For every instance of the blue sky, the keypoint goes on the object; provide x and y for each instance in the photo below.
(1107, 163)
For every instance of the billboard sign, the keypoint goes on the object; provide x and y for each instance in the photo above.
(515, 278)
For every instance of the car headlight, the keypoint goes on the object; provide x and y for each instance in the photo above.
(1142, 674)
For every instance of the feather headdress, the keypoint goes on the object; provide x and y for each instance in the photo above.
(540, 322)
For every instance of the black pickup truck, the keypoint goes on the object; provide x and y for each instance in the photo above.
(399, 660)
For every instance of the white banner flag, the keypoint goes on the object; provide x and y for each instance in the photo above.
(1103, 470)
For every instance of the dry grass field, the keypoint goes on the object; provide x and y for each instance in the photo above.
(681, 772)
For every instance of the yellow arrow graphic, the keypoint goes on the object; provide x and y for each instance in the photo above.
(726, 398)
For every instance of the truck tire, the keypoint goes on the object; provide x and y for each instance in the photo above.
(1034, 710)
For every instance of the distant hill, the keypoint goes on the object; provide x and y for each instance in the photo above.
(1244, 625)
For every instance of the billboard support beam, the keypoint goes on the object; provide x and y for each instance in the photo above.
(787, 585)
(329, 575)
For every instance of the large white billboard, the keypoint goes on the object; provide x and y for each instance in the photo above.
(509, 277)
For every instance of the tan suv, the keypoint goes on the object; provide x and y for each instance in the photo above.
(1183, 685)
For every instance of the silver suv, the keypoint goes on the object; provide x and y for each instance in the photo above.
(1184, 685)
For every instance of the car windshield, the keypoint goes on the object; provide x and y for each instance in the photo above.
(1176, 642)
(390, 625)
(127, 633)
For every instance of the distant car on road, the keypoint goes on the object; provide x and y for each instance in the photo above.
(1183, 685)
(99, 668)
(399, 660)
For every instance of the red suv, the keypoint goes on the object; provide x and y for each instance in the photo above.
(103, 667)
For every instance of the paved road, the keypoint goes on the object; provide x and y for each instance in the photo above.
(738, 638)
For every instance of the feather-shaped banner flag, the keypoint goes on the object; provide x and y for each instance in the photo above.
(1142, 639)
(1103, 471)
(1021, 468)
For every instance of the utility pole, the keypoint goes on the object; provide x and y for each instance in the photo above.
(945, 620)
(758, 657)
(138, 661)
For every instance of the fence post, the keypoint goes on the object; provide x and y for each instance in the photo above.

☆ ☆ ☆

Goal of the exercise> Copy all of the entries above word for word, one per line.

Finished answer>
For every instance of the blue sky, the keypoint goes on the object; provide x and y for each instance in the photo below.
(1107, 163)
For every instance of the billboard sign, the keypoint goes on the object; provide x and y for each instance in the photo above.
(515, 278)
For every instance of the car headlight, the keypoint goes on the object; provide x and y for each instance in the photo above.
(1142, 674)
For every instance of the feather headdress, the keypoint goes on the object; provide x and y for each instance in the photo above.
(540, 322)
For every instance of the black pickup truck, the keypoint goes on the object; provide x and y for each instance in the photo above.
(399, 660)
For every instance of the white banner flag, the keypoint goes on the object; provide x and y for each instance in the photo above.
(1103, 470)
For every instance of the dry grass field, the keypoint goes on the object; provide x and y for each instance in the photo above.
(681, 772)
For every instance of the yellow arrow graphic, the keypoint goes on the object; provide x and y for each instance in the photo above.
(726, 398)
For every instance of the truck tire, the keypoint goes on the object; provide x and y for each instance in the photo above.
(1034, 710)
For every instance of the distant hill, the keypoint goes on the object; provide x and y for each instance in the photo above.
(1244, 625)
For every instance of the billboard support beam, the keypoint goes on the object; provide x and y for each instance in the photo above.
(787, 585)
(329, 575)
For every instance of the large white billboard, the keypoint goes on the object; provide x and y for each instance in the photo above.
(509, 277)
For every instance of the tan suv, the keypoint goes on the object; provide x and y for each instance in the photo above.
(1183, 685)
For every instance of the silver suv, the keypoint goes on the object; provide x and y for each instance in the photo above.
(1184, 685)
For every instance of the car windshield, the keypoint goes on the object; provide x and y for each instance in the photo above.
(1176, 642)
(390, 625)
(127, 633)
For every instance of the distant car on road, the keypoint goes on the object; provide x and y for each instance in the photo above.
(1183, 685)
(99, 668)
(399, 660)
For every instance of the red suv, the keypoint goes on the object; provide x and y for each instance in the photo above.
(103, 667)
For every instance of the paved road, the keypoint goes on the object; provide x and y for each instance in the photo above.
(738, 638)
For every instance of the feather-shaped banner flag, the keypoint goes on the object; provide x and y for each instance in the photo above.
(1142, 639)
(1103, 471)
(1021, 468)
For every instance of the utility pole, the keypoint goes on the object; provide x and y for each instance in the photo above.
(945, 620)
(758, 657)
(138, 661)
For every instance of the fence post, the keypoint goes on the object; provide x and y for each instance in the photo above.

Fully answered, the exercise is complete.